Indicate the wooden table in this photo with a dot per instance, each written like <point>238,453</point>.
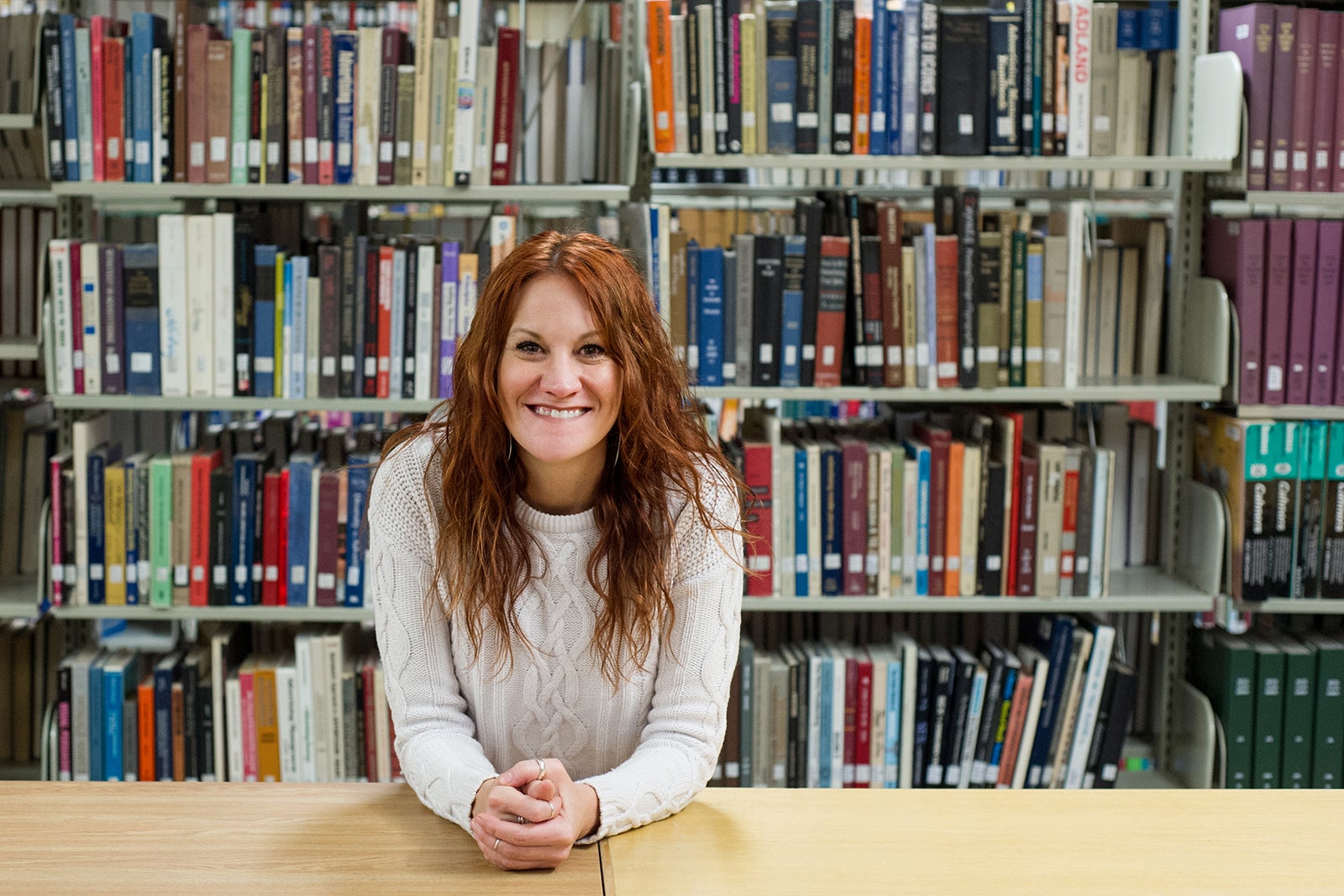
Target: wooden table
<point>987,841</point>
<point>249,839</point>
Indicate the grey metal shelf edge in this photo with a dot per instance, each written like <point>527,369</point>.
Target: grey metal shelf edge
<point>1129,390</point>
<point>530,194</point>
<point>951,163</point>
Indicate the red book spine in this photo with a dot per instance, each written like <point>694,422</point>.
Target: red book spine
<point>506,107</point>
<point>757,469</point>
<point>270,540</point>
<point>1281,105</point>
<point>385,318</point>
<point>198,584</point>
<point>1327,93</point>
<point>1304,100</point>
<point>1027,470</point>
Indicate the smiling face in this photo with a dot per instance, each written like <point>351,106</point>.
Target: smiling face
<point>559,394</point>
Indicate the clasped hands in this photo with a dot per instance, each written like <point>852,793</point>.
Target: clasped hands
<point>531,815</point>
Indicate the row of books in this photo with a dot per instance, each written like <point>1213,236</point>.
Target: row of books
<point>24,231</point>
<point>1283,275</point>
<point>212,309</point>
<point>309,708</point>
<point>875,293</point>
<point>944,506</point>
<point>1053,712</point>
<point>249,516</point>
<point>327,105</point>
<point>913,76</point>
<point>1280,703</point>
<point>1290,69</point>
<point>1284,485</point>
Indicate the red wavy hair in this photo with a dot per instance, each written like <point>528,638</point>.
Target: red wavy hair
<point>655,448</point>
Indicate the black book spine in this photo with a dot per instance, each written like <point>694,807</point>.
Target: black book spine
<point>842,81</point>
<point>810,67</point>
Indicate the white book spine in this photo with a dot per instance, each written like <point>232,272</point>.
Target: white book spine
<point>464,125</point>
<point>201,304</point>
<point>223,304</point>
<point>91,309</point>
<point>172,305</point>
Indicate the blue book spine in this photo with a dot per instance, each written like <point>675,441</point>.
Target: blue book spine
<point>97,531</point>
<point>781,78</point>
<point>800,521</point>
<point>300,524</point>
<point>344,47</point>
<point>356,537</point>
<point>692,311</point>
<point>711,316</point>
<point>879,81</point>
<point>97,725</point>
<point>69,103</point>
<point>264,325</point>
<point>832,490</point>
<point>113,738</point>
<point>790,335</point>
<point>245,523</point>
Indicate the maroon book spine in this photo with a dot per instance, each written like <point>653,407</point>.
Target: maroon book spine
<point>855,515</point>
<point>1281,103</point>
<point>1304,100</point>
<point>1327,93</point>
<point>506,107</point>
<point>1249,33</point>
<point>1330,244</point>
<point>938,443</point>
<point>1303,311</point>
<point>1278,291</point>
<point>1027,470</point>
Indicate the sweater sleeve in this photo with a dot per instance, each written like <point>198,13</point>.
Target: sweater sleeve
<point>436,739</point>
<point>687,719</point>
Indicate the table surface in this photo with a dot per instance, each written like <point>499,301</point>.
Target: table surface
<point>266,837</point>
<point>987,841</point>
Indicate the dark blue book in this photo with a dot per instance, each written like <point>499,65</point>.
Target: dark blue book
<point>140,280</point>
<point>710,312</point>
<point>242,557</point>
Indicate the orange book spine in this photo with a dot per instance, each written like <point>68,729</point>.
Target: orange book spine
<point>660,73</point>
<point>145,712</point>
<point>862,82</point>
<point>952,551</point>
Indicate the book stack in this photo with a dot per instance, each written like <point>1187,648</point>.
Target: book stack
<point>992,503</point>
<point>214,311</point>
<point>916,76</point>
<point>1053,712</point>
<point>437,98</point>
<point>859,291</point>
<point>1290,67</point>
<point>269,515</point>
<point>306,707</point>
<point>1280,703</point>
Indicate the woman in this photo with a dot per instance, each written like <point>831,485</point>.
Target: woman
<point>557,567</point>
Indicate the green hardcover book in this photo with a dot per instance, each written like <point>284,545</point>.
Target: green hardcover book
<point>1299,710</point>
<point>1268,752</point>
<point>160,531</point>
<point>241,129</point>
<point>1328,732</point>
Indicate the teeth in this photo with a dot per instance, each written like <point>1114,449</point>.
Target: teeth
<point>558,414</point>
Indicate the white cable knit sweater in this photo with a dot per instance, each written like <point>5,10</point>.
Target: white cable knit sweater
<point>647,750</point>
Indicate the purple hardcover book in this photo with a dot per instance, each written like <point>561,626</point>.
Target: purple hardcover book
<point>448,322</point>
<point>1331,241</point>
<point>1327,90</point>
<point>1304,309</point>
<point>1249,33</point>
<point>1281,102</point>
<point>1278,295</point>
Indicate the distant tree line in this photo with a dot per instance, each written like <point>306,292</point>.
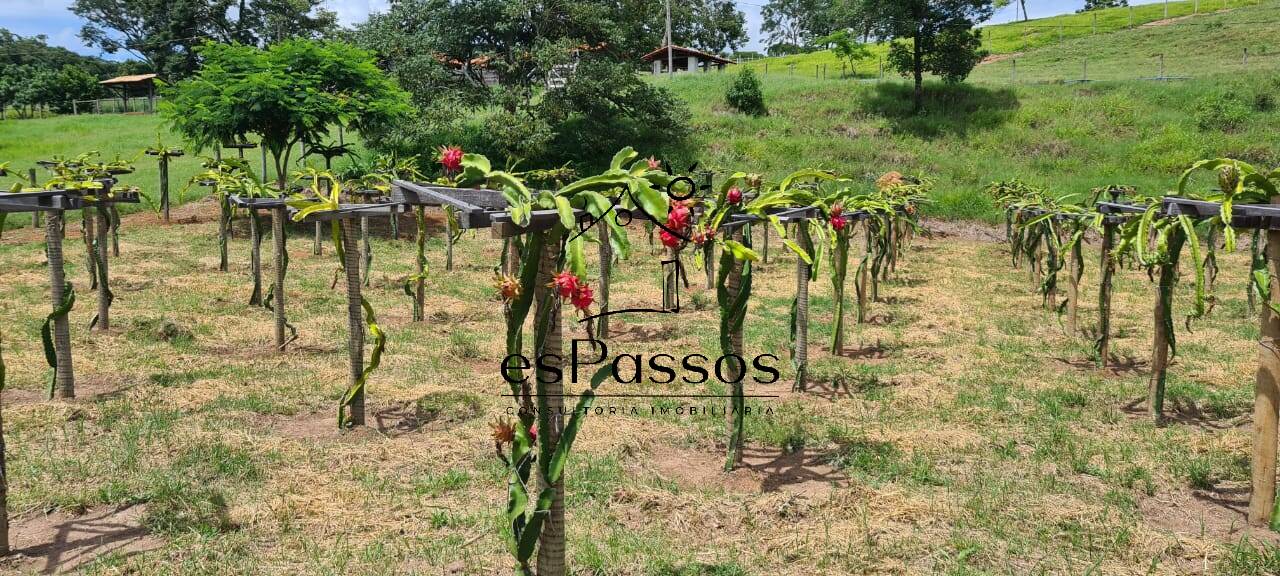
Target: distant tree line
<point>36,77</point>
<point>554,85</point>
<point>165,33</point>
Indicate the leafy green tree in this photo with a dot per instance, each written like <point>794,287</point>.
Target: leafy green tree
<point>929,36</point>
<point>165,33</point>
<point>286,94</point>
<point>488,92</point>
<point>796,22</point>
<point>846,48</point>
<point>745,95</point>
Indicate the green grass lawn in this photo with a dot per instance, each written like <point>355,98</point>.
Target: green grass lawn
<point>1068,138</point>
<point>1055,49</point>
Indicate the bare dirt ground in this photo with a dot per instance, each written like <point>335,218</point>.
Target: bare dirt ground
<point>960,430</point>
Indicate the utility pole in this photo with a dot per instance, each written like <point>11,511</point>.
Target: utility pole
<point>671,59</point>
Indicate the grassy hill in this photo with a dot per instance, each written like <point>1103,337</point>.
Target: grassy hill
<point>1066,137</point>
<point>1052,49</point>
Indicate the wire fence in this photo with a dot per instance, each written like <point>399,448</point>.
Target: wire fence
<point>132,105</point>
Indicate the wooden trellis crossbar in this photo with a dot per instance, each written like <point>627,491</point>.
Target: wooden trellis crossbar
<point>1119,208</point>
<point>119,197</point>
<point>40,201</point>
<point>256,204</point>
<point>348,211</point>
<point>475,208</point>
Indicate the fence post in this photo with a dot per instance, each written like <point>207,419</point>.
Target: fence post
<point>35,215</point>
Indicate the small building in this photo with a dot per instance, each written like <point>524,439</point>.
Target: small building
<point>132,87</point>
<point>684,60</point>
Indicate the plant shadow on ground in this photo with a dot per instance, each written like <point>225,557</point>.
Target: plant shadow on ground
<point>798,469</point>
<point>60,542</point>
<point>1178,412</point>
<point>949,110</point>
<point>405,417</point>
<point>1118,366</point>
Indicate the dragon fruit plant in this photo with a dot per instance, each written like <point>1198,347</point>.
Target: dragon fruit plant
<point>734,280</point>
<point>553,270</point>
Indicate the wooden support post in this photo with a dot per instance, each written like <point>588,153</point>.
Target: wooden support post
+ + +
▶ [TASK DESCRIPTION]:
Recast all of the items above as a Markdown table with two columns, Row and Line, where Row gives a running number and Line holds one line of text, skipping any blank lines. Leave the pictures out of the table.

▶ [TASK ANSWER]:
| Row | Line |
|---|---|
| 1 | Indicate the wooden table in this photo with a dot per instance, each written like <point>238,453</point>. |
| 2 | Target: wooden table |
| 3 | <point>987,841</point> |
| 4 | <point>249,839</point> |
| 5 | Indicate the grey metal shelf edge in this photo with a dot per instance, each written like <point>527,369</point>. |
| 6 | Target: grey metal shelf edge |
| 7 | <point>1129,390</point> |
| 8 | <point>530,194</point> |
| 9 | <point>951,163</point> |
| 10 | Indicate the red book spine in this photo with a dot per instance, each written like <point>694,422</point>. |
| 11 | Target: red book spine |
| 12 | <point>506,107</point> |
| 13 | <point>757,469</point> |
| 14 | <point>270,540</point> |
| 15 | <point>1281,105</point> |
| 16 | <point>385,318</point> |
| 17 | <point>198,584</point> |
| 18 | <point>1327,93</point> |
| 19 | <point>1304,100</point> |
| 20 | <point>1027,470</point> |
| 21 | Indicate the smiling face in this photo with a dot per instance, each written like <point>351,106</point>. |
| 22 | Target: smiling face |
| 23 | <point>559,394</point> |
| 24 | Indicate the clasped hands in this photo with a dot per instance, each written like <point>852,793</point>. |
| 25 | Target: clasped hands |
| 26 | <point>531,815</point> |
| 27 | Indicate the row of books in this photo with a dot per instance, each written like <point>1213,236</point>. |
| 28 | Target: row of books |
| 29 | <point>24,231</point> |
| 30 | <point>1283,275</point> |
| 31 | <point>212,309</point> |
| 32 | <point>309,708</point> |
| 33 | <point>875,293</point> |
| 34 | <point>944,506</point> |
| 35 | <point>1053,712</point> |
| 36 | <point>249,516</point> |
| 37 | <point>327,105</point> |
| 38 | <point>913,76</point> |
| 39 | <point>1280,703</point> |
| 40 | <point>1290,69</point> |
| 41 | <point>1284,485</point> |
| 42 | Indicate the red wavy hair in this photo with a dot per instance, each written like <point>528,638</point>. |
| 43 | Target: red wavy hair |
| 44 | <point>655,448</point> |
| 45 | Indicate the black book spine in this photo with a dot per instance, each written like <point>694,807</point>. |
| 46 | Target: black book spine |
| 47 | <point>842,81</point> |
| 48 | <point>810,67</point> |
| 49 | Indicate the white book spine in this photo with a dot per instance, each written like <point>232,272</point>. |
| 50 | Target: white book spine |
| 51 | <point>464,125</point> |
| 52 | <point>201,304</point> |
| 53 | <point>223,304</point> |
| 54 | <point>91,309</point> |
| 55 | <point>172,305</point> |
| 56 | Indicate the blue book spine in this photo with a dot per instance, each written like <point>675,441</point>. |
| 57 | Target: blue book spine |
| 58 | <point>97,531</point> |
| 59 | <point>781,78</point> |
| 60 | <point>800,521</point> |
| 61 | <point>300,524</point> |
| 62 | <point>344,47</point> |
| 63 | <point>356,537</point> |
| 64 | <point>692,311</point> |
| 65 | <point>711,316</point> |
| 66 | <point>879,81</point> |
| 67 | <point>97,725</point> |
| 68 | <point>69,103</point> |
| 69 | <point>264,325</point> |
| 70 | <point>832,490</point> |
| 71 | <point>113,738</point> |
| 72 | <point>790,335</point> |
| 73 | <point>245,523</point> |
| 74 | Indicate the maroon book spine in this photo with a dot per instance, each written like <point>653,407</point>. |
| 75 | Target: maroon book spine |
| 76 | <point>855,515</point> |
| 77 | <point>1281,103</point> |
| 78 | <point>1304,100</point> |
| 79 | <point>1327,93</point> |
| 80 | <point>506,107</point> |
| 81 | <point>1249,33</point> |
| 82 | <point>1330,244</point> |
| 83 | <point>938,443</point> |
| 84 | <point>1303,311</point> |
| 85 | <point>1278,291</point> |
| 86 | <point>1027,470</point> |
| 87 | Indicate the sweater sleeve in this photo with a dot per instance, each written like <point>198,13</point>. |
| 88 | Target: sweater sleeve |
| 89 | <point>436,739</point> |
| 90 | <point>687,719</point> |
| 91 | Indicate the table surface in this photo with a dot per instance, each written like <point>499,301</point>. |
| 92 | Target: table surface |
| 93 | <point>266,837</point> |
| 94 | <point>987,841</point> |
| 95 | Indicate the dark blue book in this photo with a dot per instance, each written like <point>499,65</point>. |
| 96 | Target: dark blue book |
| 97 | <point>140,280</point> |
| 98 | <point>710,312</point> |
| 99 | <point>242,557</point> |
| 100 | Indicate the orange book spine in this photo with a dot per instance, each written like <point>68,729</point>. |
| 101 | Target: orange book spine |
| 102 | <point>660,73</point> |
| 103 | <point>145,712</point> |
| 104 | <point>862,82</point> |
| 105 | <point>952,551</point> |
| 106 | Indicate the book stack in this photo with a dot per instance, each written like <point>1187,648</point>. |
| 107 | Target: book stack |
| 108 | <point>992,503</point> |
| 109 | <point>214,311</point> |
| 110 | <point>916,76</point> |
| 111 | <point>1053,712</point> |
| 112 | <point>437,98</point> |
| 113 | <point>859,291</point> |
| 114 | <point>1290,67</point> |
| 115 | <point>269,515</point> |
| 116 | <point>306,707</point> |
| 117 | <point>1280,703</point> |
| 118 | Indicate the woman in this photo with a dot per instance, each written like <point>831,485</point>. |
| 119 | Target: woman |
| 120 | <point>557,567</point> |
| 121 | Indicate the green hardcover book in this photo with a dot per instance, each written like <point>284,545</point>. |
| 122 | Target: green hardcover book |
| 123 | <point>1299,710</point> |
| 124 | <point>1268,752</point> |
| 125 | <point>160,531</point> |
| 126 | <point>241,129</point> |
| 127 | <point>1328,732</point> |
| 128 | Indicate the teeth in this photo with a dot per instance, each written like <point>1114,449</point>. |
| 129 | Target: teeth |
| 130 | <point>558,414</point> |
| 131 | Indicate the white cable knit sweater in this photo with a dot per instance, each written like <point>5,10</point>. |
| 132 | Target: white cable knit sweater |
| 133 | <point>647,750</point> |
| 134 | Indicate the purple hardcover book in this photo with a dot per instance, each written like <point>561,626</point>. |
| 135 | Target: purple hardcover book |
| 136 | <point>448,322</point> |
| 137 | <point>1331,241</point> |
| 138 | <point>1327,90</point> |
| 139 | <point>1304,309</point> |
| 140 | <point>1249,33</point> |
| 141 | <point>1281,102</point> |
| 142 | <point>1278,295</point> |
| 143 | Indicate the distant tree line in this photo with a dot per instance, each written like <point>306,292</point>. |
| 144 | Target: distant tree line |
| 145 | <point>36,77</point> |
| 146 | <point>554,85</point> |
| 147 | <point>165,33</point> |
| 148 | Indicate the leafy green tree in this photo with a dot per instance, each written like <point>794,287</point>. |
| 149 | Target: leafy green tree |
| 150 | <point>929,36</point> |
| 151 | <point>165,33</point> |
| 152 | <point>286,94</point> |
| 153 | <point>488,92</point> |
| 154 | <point>796,22</point> |
| 155 | <point>846,48</point> |
| 156 | <point>745,95</point> |
| 157 | Indicate the green grass lawn in this photo with a dot per instance, each written like <point>355,98</point>. |
| 158 | Target: green grass lawn |
| 159 | <point>1068,138</point> |
| 160 | <point>1055,49</point> |
| 161 | Indicate the bare dirt ground in this photo with a dot per instance, each written like <point>335,218</point>. |
| 162 | Target: bare dirt ground |
| 163 | <point>960,430</point> |
| 164 | Indicate the utility pole in this photo with a dot per instance, each written like <point>11,511</point>. |
| 165 | Target: utility pole |
| 166 | <point>671,59</point> |
| 167 | Indicate the grassy hill in this photo with a dot per instance, each written like <point>1103,337</point>. |
| 168 | Target: grassy hill |
| 169 | <point>1066,137</point> |
| 170 | <point>1052,49</point> |
| 171 | Indicate the wire fence in this photo with a dot per instance, each written like <point>399,448</point>. |
| 172 | Target: wire fence |
| 173 | <point>132,105</point> |
| 174 | Indicate the wooden trellis crossbar in this photo with a dot per instance, each written like <point>627,491</point>. |
| 175 | Target: wooden trellis crossbar |
| 176 | <point>1119,208</point> |
| 177 | <point>119,197</point> |
| 178 | <point>40,201</point> |
| 179 | <point>256,204</point> |
| 180 | <point>348,211</point> |
| 181 | <point>475,208</point> |
| 182 | Indicate the fence post in this photo with a dot per instance, each written like <point>207,419</point>. |
| 183 | Target: fence post |
| 184 | <point>35,215</point> |
| 185 | Indicate the small building in this photo with a dot per instance, each written like <point>524,439</point>. |
| 186 | Target: small building |
| 187 | <point>132,87</point> |
| 188 | <point>684,60</point> |
| 189 | Indicate the plant shadow on ground in this photo with a dot per instance, each written like <point>225,557</point>. |
| 190 | Target: plant shadow on ground |
| 191 | <point>798,469</point> |
| 192 | <point>60,542</point> |
| 193 | <point>1178,412</point> |
| 194 | <point>949,110</point> |
| 195 | <point>405,417</point> |
| 196 | <point>1118,366</point> |
| 197 | Indicate the dragon fruit plant in this photo with a dot per instance, each written like <point>1198,347</point>. |
| 198 | Target: dragon fruit plant |
| 199 | <point>734,280</point> |
| 200 | <point>553,270</point> |
| 201 | Indicate the wooden support post in this photo with a dot per instance, each written like <point>588,153</point>. |
| 202 | Target: wooden support post |